======== Exercise text ========
[QUOTE="lostrib"]
[QUOTE="LJS9502_basic"] Conversely they could give them meds that correlate with physical form....BluRayHiDef
So what's the harm in either?Â
One option accommodates reality, while the other accommodates a delusion.
It's only a delusion in your eyes because your entire foundation of your argument and reasoning is that trans people suffer from delusions. Your whole point was that if a trans woman was really a woman, she'd be a "woman" from birth as assigned by doctors and everything.You're positioning how you understand the world around you as an objective reality when it's simply not the case.
It gets really tiring listening to people spout off high school sex ed knowledge as if they have any clue of how the human body works. Chromosomes? They can change, they aren't immutable. Hormone levels? Can also change, even naturally by drastic levels. Genitals? They can come out atypical through birth, or seemingly typical external genitalia can hide away atypical internal reproductive organs. Sometimes there's a lack thereof. Some intersex conditions (of which there are many) can make XY women and XX men, and sometimes (albeit exceedingly rarely) they're fertile. These atypical conditions occur sometimes due to genetics, sometimes from hormone levels in utero, etc. etc. Is it so far-fetched that the development of the brain might happen atypically as compared to the rest of the body? Why, it already does, yet why do people deny that it could be a cause for gender dysphoria?
The medical community accepts intersex conditions. They occur, even if people don't want to believe they do. Just like the medical community has accepted that what trans people experience is valid, through mounting peer reviewed evidence and through decades of exhaustive research on finding efficaceous treatments. Psychotherapy didn't work, cognitive-behavioural therapy didn't work, antidepressants didn't work, anti-anxiety meds didn't work, anti-psychotics didn't work, lobotomies didn't work, etc. etc. But regulate their hormone levels within the typical range of the sex they identify with, and symptoms of dysphoria drops. Amend the state of the body to physically resemble the sex they identify with, and once again, dysphoria symptoms are reduced. Help the patient with social integration into the gender they wish to express themselves as, andagain, dysphoria symptoms are reduced. Until at one point, for some at least, the level of discomfort in their body and social role are no greater than the average person. Their dysphoria is virtually eliminated, and they're content with where they are.
Have you even remotely scanned studies from the past twenty years start consistently show more and more proof that there is a biological component that creates gender dysphoria? The biggest delusion in all of human society is that sex exists as a binary, and that sex and gender are rightfully conflated. It's all socially prescribed with little basis aside from tradition and what is understood as "common sense", where knowledge of trans* issues simply are not found, because trans* issues are simply not common. So most people cannot immediately make sense of such things, which is uncomfortable, so they rely on stigmas and tired old statements and arguments that only show how lazy people have gotten in the past years. This isn't the early 90s with Ace Ventura just coming out in theatres. We know a lot more now than we did then, and it's been a long, long time since the John Money experiments.
======== Source data ========
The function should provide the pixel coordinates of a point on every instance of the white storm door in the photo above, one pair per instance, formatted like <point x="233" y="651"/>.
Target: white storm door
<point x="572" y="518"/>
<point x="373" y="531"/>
========
__Exercises to complete__
1. Name every treatment that the forum post says "didn't work."
2. Rewrite the forum post's passage from "It's only a" through "not the case.", replacing "objective reality" with "universal truth".

__Completed exercise__
1. Psychotherapy, cognitive-behavioural therapy, antidepressants, anti-anxiety meds, anti-psychotics, lobotomies

2.
It's only a delusion in your eyes because your entire foundation of your argument and reasoning is that trans people suffer from delusions. Your whole point was that if a trans woman was really a woman, she'd be a "woman" from birth as assigned by doctors and everything.You're positioning how you understand the world around you as an universal truth when it's simply not the case.